Der Karneval ist eine Welt für sich. Hier einige zentrale Fachausdrücke und Problemfelder in alphabetischer Reihenfolge:
ALAAF: Ruf der Kölner Karnevalisten. Bedeutet so viel wie „Köln über alles“. Soll erstmals ertönt sein, als Kölner Wutbürger im Mittelalter einen erzbischöflichen Festungsturm stürmten (heute sitzt dort Alice Schwarzers „Emma“-Redaktion). Vorsicht: Der Düsseldorfer Karnevalsruf „Helau“ wird im Kölner Raum sanktioniert.
BÜTT: Tonnenförmiges Pult, an dem mehr oder weniger lustige Reden geschwungen werden. Nicht zu verwechseln mit Bützje - einem unverbindlichen Wangenkuss.

Datenblock
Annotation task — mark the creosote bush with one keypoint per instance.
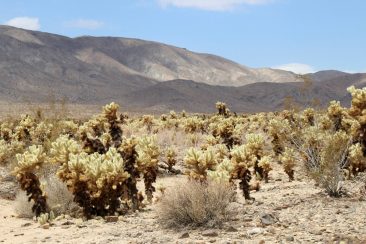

Aufgabe
Beantworte diese Fragen zum Seitenauszug:
(a) Was bedeutet der Ruf „Alaaf“ ungefähr?
(b) Welcher Karnevalsruf wird im Kölner Raum sanktioniert?
(c) Was ist ein Bützje?

Lösung
(a) So viel wie „Köln über alles“.
(b) Der Düsseldorfer Karnevalsruf „Helau“.
(c) Ein unverbindlicher Wangenkuss.